## GIVEN EXERCISE
Could you lay out the stretch from the line containing "of the dark" through the line containing "column 86, row 171", both ends included, as a numbered list with any blank lines omitted?

[Position identification entries]
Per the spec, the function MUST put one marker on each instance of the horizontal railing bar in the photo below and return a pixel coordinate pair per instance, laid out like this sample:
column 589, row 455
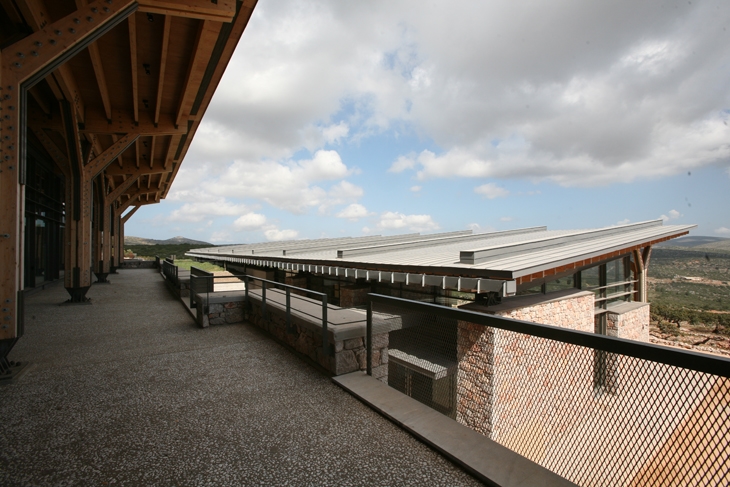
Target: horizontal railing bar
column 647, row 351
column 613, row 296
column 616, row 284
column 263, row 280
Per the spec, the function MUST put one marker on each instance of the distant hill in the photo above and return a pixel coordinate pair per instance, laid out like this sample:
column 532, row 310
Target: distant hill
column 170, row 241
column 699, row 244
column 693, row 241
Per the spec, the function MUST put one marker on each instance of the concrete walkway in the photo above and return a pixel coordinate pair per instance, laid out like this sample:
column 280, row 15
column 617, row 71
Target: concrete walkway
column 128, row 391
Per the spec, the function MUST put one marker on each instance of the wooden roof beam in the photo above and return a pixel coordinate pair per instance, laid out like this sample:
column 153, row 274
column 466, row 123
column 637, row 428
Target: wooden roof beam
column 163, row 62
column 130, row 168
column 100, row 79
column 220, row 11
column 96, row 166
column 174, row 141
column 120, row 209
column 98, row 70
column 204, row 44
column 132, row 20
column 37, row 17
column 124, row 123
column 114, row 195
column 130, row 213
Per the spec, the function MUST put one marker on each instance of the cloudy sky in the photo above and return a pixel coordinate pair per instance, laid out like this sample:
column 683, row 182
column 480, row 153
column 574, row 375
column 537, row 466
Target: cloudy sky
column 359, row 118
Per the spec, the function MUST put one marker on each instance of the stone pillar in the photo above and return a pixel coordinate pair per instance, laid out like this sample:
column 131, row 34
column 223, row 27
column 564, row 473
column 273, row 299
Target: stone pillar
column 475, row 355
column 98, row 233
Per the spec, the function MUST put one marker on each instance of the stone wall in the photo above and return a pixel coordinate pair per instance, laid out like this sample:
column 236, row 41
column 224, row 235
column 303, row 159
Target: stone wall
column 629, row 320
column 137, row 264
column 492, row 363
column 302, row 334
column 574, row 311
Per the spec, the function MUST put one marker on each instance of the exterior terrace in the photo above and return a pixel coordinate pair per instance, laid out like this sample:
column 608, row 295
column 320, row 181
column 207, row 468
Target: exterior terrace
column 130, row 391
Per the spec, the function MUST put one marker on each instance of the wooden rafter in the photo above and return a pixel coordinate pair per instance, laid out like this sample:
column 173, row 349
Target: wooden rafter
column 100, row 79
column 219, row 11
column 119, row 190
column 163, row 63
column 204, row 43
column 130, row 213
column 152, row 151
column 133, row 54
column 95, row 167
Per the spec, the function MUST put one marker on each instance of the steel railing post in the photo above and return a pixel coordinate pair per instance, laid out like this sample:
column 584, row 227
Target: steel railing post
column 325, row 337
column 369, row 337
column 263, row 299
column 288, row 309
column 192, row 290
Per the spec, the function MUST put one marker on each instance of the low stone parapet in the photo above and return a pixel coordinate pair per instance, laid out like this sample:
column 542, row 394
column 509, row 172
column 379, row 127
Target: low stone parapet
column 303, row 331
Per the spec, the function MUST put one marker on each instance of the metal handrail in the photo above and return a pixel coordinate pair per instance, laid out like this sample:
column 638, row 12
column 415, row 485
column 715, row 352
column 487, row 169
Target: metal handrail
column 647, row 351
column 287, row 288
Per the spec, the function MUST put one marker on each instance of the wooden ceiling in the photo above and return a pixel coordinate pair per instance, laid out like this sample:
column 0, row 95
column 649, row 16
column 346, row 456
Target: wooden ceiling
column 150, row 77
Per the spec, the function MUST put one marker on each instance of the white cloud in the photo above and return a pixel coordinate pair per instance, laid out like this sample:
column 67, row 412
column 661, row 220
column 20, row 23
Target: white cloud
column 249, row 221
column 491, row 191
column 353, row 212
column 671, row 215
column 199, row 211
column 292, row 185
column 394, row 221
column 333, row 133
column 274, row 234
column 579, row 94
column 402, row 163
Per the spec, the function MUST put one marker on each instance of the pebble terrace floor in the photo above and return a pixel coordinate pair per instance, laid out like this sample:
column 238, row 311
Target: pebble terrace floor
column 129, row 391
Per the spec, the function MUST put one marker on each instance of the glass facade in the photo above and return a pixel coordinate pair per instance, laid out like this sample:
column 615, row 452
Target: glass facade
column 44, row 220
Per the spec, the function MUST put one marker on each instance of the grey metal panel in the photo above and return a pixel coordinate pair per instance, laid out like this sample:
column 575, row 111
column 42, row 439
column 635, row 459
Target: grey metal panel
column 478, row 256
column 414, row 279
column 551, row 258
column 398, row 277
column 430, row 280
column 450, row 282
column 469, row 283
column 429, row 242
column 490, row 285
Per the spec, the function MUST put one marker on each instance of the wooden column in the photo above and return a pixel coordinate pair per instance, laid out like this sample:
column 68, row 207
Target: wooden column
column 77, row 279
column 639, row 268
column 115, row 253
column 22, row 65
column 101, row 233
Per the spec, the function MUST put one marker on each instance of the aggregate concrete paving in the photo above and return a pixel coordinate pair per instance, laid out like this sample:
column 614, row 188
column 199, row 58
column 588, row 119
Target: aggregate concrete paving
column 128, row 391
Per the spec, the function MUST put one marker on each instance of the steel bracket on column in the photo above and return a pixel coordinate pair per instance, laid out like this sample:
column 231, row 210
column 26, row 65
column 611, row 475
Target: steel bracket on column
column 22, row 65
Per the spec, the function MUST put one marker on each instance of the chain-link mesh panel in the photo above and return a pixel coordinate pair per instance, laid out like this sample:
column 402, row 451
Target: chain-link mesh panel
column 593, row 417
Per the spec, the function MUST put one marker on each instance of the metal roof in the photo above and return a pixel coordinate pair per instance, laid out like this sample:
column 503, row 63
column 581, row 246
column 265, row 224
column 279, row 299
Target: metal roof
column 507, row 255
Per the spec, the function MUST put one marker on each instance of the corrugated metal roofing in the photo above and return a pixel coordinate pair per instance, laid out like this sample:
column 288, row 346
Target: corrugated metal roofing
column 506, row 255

...

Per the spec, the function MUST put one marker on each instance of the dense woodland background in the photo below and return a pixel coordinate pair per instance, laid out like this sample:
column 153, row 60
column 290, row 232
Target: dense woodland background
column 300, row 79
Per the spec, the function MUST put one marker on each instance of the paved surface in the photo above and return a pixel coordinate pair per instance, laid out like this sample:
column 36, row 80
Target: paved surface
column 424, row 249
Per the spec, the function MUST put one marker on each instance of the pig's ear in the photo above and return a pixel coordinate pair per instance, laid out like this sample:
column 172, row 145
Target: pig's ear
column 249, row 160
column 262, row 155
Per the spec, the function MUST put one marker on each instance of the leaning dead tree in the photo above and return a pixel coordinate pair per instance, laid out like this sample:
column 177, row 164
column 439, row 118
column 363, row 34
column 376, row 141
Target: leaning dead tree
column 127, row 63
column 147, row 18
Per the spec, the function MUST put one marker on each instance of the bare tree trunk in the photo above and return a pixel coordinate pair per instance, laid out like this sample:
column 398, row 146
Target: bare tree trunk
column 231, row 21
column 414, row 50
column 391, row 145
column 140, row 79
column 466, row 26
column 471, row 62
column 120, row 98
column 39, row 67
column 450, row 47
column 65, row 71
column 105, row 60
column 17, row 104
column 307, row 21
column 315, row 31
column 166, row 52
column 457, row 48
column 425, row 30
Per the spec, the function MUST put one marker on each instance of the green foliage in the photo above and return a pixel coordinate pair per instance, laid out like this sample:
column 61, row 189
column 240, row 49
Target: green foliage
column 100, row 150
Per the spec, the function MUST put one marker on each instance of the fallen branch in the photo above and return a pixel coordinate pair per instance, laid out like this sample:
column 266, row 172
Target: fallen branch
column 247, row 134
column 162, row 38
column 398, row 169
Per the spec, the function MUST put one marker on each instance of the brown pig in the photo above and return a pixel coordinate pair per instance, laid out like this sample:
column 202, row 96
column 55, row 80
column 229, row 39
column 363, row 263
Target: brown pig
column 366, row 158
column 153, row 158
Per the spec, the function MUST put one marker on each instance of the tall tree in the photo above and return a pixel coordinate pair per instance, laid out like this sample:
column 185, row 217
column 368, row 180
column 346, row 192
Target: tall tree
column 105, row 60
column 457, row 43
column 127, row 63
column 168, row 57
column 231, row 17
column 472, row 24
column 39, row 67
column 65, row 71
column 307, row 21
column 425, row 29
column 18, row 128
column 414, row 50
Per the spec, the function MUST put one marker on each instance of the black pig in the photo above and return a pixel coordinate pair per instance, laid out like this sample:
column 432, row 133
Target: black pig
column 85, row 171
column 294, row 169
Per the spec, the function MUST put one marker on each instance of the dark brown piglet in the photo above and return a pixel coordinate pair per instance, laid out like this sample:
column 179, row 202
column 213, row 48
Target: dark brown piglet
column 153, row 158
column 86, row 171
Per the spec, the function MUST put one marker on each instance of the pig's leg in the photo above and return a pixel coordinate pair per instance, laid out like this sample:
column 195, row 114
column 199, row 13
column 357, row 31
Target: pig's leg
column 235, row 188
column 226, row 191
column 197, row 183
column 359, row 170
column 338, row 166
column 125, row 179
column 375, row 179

## FINISHED ANSWER
1. Per the spec, the function MUST put one marker on each instance of the dark brown piglet in the photo above and return a pixel coordinate pair per instance, laid out like this sample:
2. column 179, row 202
3. column 213, row 48
4. Target: dark brown piglet
5. column 153, row 158
6. column 86, row 171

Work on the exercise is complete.